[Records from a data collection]
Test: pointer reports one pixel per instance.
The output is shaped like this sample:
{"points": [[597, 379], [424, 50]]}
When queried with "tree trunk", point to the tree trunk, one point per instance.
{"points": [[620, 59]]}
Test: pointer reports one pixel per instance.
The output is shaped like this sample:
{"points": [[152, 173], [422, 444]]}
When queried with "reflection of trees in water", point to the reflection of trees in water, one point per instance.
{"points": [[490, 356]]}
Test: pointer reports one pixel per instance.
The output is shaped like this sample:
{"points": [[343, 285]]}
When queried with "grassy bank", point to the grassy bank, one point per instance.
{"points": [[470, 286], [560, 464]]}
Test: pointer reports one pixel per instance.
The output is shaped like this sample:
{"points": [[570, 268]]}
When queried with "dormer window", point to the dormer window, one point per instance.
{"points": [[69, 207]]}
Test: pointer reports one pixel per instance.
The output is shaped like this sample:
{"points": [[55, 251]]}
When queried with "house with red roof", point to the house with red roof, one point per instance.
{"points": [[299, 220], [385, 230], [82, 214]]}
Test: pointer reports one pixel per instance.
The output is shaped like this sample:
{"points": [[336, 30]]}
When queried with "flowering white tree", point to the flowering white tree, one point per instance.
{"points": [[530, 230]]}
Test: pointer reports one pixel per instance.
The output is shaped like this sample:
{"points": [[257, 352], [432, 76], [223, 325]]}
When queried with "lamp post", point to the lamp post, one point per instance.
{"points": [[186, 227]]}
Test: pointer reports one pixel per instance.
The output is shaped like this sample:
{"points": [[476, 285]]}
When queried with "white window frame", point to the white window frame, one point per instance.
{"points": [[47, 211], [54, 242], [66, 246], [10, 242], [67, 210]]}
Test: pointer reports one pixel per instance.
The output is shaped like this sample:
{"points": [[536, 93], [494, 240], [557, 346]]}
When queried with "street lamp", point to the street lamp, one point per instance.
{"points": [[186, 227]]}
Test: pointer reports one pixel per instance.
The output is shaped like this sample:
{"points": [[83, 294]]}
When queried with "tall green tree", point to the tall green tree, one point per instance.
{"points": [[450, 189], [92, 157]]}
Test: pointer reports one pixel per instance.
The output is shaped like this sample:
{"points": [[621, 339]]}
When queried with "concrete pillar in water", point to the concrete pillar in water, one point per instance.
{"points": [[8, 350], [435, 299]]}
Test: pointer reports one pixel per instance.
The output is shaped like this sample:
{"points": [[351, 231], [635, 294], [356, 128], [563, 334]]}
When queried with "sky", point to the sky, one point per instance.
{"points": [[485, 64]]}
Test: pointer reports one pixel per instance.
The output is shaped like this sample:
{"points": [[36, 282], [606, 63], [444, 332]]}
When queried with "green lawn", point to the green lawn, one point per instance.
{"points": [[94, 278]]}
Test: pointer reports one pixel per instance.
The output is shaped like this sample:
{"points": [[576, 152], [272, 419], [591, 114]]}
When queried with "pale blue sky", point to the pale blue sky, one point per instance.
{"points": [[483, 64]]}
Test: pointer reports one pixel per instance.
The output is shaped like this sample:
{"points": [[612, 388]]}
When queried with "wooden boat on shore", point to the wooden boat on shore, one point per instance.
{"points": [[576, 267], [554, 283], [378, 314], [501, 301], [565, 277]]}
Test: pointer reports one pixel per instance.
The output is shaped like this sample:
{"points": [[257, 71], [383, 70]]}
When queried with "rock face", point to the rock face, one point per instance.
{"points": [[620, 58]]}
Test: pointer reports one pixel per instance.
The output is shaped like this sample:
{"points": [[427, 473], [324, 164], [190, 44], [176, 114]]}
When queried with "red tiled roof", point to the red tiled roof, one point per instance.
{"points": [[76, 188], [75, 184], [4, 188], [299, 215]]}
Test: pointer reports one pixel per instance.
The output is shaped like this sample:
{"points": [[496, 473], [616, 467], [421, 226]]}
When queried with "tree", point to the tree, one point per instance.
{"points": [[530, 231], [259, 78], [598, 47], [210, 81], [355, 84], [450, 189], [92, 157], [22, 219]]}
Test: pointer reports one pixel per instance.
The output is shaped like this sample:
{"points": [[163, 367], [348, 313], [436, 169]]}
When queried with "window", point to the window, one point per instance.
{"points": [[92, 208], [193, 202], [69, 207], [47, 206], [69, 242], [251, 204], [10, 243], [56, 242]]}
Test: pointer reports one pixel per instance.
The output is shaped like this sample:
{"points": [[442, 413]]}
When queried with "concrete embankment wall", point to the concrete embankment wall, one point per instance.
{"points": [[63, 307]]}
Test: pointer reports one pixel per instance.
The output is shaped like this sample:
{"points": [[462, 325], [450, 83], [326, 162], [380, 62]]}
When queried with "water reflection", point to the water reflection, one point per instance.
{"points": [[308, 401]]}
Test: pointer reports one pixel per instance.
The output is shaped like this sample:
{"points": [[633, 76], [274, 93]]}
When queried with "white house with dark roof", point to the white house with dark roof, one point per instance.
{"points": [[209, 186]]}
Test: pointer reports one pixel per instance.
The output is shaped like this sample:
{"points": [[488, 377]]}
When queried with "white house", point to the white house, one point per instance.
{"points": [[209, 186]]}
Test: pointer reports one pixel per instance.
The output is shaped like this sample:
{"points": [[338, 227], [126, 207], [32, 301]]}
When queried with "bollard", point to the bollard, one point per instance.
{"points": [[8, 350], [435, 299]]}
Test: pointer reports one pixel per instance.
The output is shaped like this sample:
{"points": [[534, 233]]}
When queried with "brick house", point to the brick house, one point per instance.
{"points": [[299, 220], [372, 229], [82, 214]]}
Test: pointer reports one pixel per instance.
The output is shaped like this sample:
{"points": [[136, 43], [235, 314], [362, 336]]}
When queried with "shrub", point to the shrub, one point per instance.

Prompt: Please reproduce every line shown above, exactly as written.

Result for this task:
Test: pointer reports one pixel per instance.
The output is shaped like this sample:
{"points": [[597, 379], [424, 50]]}
When queried with "tree trunk", point to the tree trunk, one point per instance.
{"points": [[620, 59]]}
Test: pointer reports one pixel per instance.
The output is shaped like this sample:
{"points": [[152, 173], [422, 444]]}
When queried with "reflection of trees in water", point to the reflection of trees in water, one point per instance.
{"points": [[490, 356]]}
Test: pointer reports one pixel per instance.
The output is shaped like this sample:
{"points": [[343, 285]]}
When queried with "grassy bank", point to the grassy bank, one point per instance.
{"points": [[470, 286], [560, 464]]}
Test: pointer reports one pixel per instance.
The output is shaped like this sample:
{"points": [[570, 268]]}
When queried with "dormer window", point to the dormer window, one point per instance.
{"points": [[69, 207]]}
Test: pointer reports one pixel per instance.
The output is shaped like this sample:
{"points": [[55, 251]]}
When queried with "house with red roof", point to the house with red roof, one point per instance.
{"points": [[299, 220], [385, 230], [82, 214]]}
Test: pointer reports one pixel per instance.
The output is shaped like this sample:
{"points": [[336, 30]]}
When queried with "flowering white tree", point to the flowering white tree, one point per instance.
{"points": [[530, 230]]}
Test: pointer reports one pixel per instance.
The output is shaped like this sample:
{"points": [[257, 352], [432, 76], [223, 325]]}
When queried with "lamp post", point to the lamp post, one point per instance.
{"points": [[186, 227]]}
Test: pointer reports one pixel per instance.
The output is shaped like this sample:
{"points": [[476, 285]]}
When queried with "white window frame", point to the white window frame, one point per instance.
{"points": [[47, 211], [54, 242], [66, 246], [10, 242], [67, 210]]}
Test: pointer reports one pixel per instance.
The output is shaped like this sample:
{"points": [[536, 93], [494, 240], [557, 346]]}
When queried with "street lamp", point to the street lamp, one point per instance.
{"points": [[186, 227]]}
Test: pointer reports one pixel per instance.
The output is shaped like this sample:
{"points": [[83, 294]]}
When queried with "tall green tree", point to the tall green tree, one point per instance.
{"points": [[450, 189], [92, 157]]}
Test: pointer reports one pixel per instance.
The output is shaped like this sample:
{"points": [[621, 339]]}
When queried with "concrete pillar in water", point to the concrete pillar in water, one point per instance.
{"points": [[8, 350], [435, 299]]}
Test: pointer reports one pixel per instance.
The output is shaped like this sample:
{"points": [[351, 231], [635, 294], [356, 128], [563, 334]]}
When queried with "sky", point to the sky, one point per instance.
{"points": [[485, 64]]}
Test: pointer reports one pixel per instance.
The output is shaped like this sample:
{"points": [[36, 282], [606, 63], [444, 332]]}
When queried with "green lawn", point to the green lawn, one point per instance.
{"points": [[94, 278]]}
Test: pointer reports one pixel per instance.
The output is shaped like this sample:
{"points": [[576, 152], [272, 419], [591, 114]]}
When queried with "pale blue sky", point to the pale blue sky, one point per instance.
{"points": [[483, 64]]}
Test: pointer reports one pixel per instance.
The output is shaped like this sample:
{"points": [[612, 388]]}
When queried with "wooden boat on shore", point to the wooden boat on shore, one point per instance.
{"points": [[576, 267], [554, 283], [378, 314], [501, 301], [565, 277]]}
Test: pointer reports one pixel per instance.
The output is shaped like this sample:
{"points": [[257, 71], [383, 70]]}
When queried with "rock face", point to the rock face, one point per instance.
{"points": [[620, 58]]}
Test: pointer reports one pixel per instance.
The output is shaped like this sample:
{"points": [[427, 473], [324, 164], [190, 44], [176, 114]]}
When queried with "red tiled roof", point to the red tiled roof, one point per instance.
{"points": [[76, 188], [75, 184], [4, 188], [299, 215]]}
Test: pointer reports one pixel per instance.
The output is shaped like this sample:
{"points": [[496, 473], [616, 467], [421, 226]]}
When queried with "tree", point to the tree, one point per instance.
{"points": [[530, 231], [259, 78], [598, 47], [210, 81], [355, 84], [450, 189], [92, 157], [22, 219]]}
Test: pointer reports one pixel per instance.
The output is shaped like this sample:
{"points": [[163, 367], [348, 313], [436, 169]]}
When queried with "window", point to the window, one point per instance.
{"points": [[92, 208], [193, 202], [69, 207], [47, 206], [69, 242], [251, 204], [10, 243], [56, 242]]}
Test: pointer reports one pixel per instance.
The output is shaped like this sample:
{"points": [[442, 413]]}
When queried with "concrete embankment wall", point to the concrete embankment wall, one point per instance.
{"points": [[63, 307]]}
Test: pointer reports one pixel per instance.
The output is shaped like this sample:
{"points": [[462, 325], [450, 83], [326, 162], [380, 62]]}
When queried with "water reflection", point to the water reflection, one point per instance.
{"points": [[308, 401]]}
Test: pointer reports one pixel per instance.
The output is shaped like this sample:
{"points": [[633, 76], [274, 93]]}
When queried with "white house with dark roof", point to the white house with dark roof, one point per instance.
{"points": [[209, 186]]}
Test: pointer reports one pixel per instance.
The output is shaped like this sample:
{"points": [[488, 377]]}
When queried with "white house", point to the white house, one point per instance.
{"points": [[209, 186]]}
Test: pointer reports one pixel per instance.
The output is shaped like this sample:
{"points": [[338, 227], [126, 207], [32, 301]]}
When queried with "bollard", point to the bollard, one point per instance.
{"points": [[8, 350], [435, 299]]}
Test: pointer reports one pixel per instance.
The output is shaped like this sample:
{"points": [[534, 233]]}
When queried with "brick house", point to the brick house, one point per instance.
{"points": [[299, 220], [372, 229], [82, 214]]}
Test: pointer reports one pixel per instance.
The output is shaped like this sample:
{"points": [[136, 43], [235, 314], [362, 336]]}
When queried with "shrub", point to the shrub, one point per instance.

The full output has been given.